### Set task
Extract every line of the data below that contains the string "wheel", copying each line in full. Matching is case-sensitive.

### Data pulled from a collection

* * * * * * *

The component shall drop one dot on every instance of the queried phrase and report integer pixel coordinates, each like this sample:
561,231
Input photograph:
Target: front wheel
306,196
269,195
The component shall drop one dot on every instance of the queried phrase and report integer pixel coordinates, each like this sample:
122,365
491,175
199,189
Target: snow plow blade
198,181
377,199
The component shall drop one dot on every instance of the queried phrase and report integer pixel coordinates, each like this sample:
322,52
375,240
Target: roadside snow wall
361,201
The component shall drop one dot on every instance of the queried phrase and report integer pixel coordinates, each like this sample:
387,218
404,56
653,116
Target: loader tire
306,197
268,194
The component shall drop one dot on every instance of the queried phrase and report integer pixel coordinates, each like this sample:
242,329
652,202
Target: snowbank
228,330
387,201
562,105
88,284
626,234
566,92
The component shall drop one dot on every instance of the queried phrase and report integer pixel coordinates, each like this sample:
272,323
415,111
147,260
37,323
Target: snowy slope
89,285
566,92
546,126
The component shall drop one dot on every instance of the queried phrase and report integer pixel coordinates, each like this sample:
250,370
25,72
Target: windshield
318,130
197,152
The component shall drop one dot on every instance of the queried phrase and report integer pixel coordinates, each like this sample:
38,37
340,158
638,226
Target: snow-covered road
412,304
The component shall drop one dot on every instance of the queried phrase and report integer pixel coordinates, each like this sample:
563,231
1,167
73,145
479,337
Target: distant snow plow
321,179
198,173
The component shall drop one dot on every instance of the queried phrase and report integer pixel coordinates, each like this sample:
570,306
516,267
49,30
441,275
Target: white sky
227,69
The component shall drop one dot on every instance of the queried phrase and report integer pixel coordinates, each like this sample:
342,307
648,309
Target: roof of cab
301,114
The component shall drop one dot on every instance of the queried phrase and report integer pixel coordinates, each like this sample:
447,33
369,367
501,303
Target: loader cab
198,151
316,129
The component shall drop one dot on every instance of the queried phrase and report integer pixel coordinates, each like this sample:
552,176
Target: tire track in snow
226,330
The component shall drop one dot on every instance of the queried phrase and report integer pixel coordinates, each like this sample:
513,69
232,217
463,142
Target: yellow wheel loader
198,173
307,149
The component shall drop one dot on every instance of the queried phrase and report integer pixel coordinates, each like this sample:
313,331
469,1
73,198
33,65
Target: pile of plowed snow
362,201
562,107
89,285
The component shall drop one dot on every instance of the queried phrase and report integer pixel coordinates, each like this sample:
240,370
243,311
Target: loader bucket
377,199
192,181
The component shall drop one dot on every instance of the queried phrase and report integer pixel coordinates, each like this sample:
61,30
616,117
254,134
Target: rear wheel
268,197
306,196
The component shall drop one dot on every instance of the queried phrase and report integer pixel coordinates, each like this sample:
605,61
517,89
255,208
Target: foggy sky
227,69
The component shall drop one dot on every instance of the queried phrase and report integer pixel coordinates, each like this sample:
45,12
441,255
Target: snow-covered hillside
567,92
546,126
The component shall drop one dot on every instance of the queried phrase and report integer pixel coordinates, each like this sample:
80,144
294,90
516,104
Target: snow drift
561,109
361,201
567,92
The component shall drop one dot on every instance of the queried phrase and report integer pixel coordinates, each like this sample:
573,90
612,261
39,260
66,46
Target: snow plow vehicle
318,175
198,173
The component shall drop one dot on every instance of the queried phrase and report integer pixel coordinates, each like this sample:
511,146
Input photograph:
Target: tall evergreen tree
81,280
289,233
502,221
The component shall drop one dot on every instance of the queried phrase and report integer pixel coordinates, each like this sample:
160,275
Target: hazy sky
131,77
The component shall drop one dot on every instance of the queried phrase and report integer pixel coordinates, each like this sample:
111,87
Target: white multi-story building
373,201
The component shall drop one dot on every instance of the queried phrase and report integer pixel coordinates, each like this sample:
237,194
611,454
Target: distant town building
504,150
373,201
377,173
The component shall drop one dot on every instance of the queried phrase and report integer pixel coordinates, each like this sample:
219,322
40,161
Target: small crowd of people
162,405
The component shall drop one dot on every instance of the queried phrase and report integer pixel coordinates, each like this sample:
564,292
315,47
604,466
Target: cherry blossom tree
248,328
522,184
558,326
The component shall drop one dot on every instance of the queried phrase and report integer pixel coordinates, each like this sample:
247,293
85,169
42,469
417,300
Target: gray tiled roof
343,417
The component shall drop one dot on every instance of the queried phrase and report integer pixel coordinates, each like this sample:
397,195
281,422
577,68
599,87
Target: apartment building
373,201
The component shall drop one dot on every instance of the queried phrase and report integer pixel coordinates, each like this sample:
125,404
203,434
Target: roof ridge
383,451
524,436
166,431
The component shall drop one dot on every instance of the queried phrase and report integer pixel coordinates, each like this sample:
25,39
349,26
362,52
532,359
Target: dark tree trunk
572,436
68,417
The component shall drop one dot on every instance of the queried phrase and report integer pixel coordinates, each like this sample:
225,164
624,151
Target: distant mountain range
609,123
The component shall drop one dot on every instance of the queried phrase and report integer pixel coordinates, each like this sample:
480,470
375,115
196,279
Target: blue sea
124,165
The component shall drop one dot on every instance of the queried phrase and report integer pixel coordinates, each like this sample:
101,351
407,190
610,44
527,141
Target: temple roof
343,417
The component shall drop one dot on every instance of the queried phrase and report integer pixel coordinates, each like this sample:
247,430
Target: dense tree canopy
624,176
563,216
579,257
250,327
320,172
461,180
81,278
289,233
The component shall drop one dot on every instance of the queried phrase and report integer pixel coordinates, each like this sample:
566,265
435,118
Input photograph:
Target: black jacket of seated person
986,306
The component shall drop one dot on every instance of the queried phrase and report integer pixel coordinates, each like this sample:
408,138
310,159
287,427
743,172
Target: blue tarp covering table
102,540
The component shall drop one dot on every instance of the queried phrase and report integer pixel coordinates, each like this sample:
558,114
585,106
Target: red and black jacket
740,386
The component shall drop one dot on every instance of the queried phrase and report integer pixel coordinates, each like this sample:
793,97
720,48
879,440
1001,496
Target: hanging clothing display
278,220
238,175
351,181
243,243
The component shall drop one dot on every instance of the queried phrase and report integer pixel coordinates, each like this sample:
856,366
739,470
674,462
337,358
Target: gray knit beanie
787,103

* * * * * * *

### Task response
Target: front wheel
Target: yellow wheel loader
Target: rear wheel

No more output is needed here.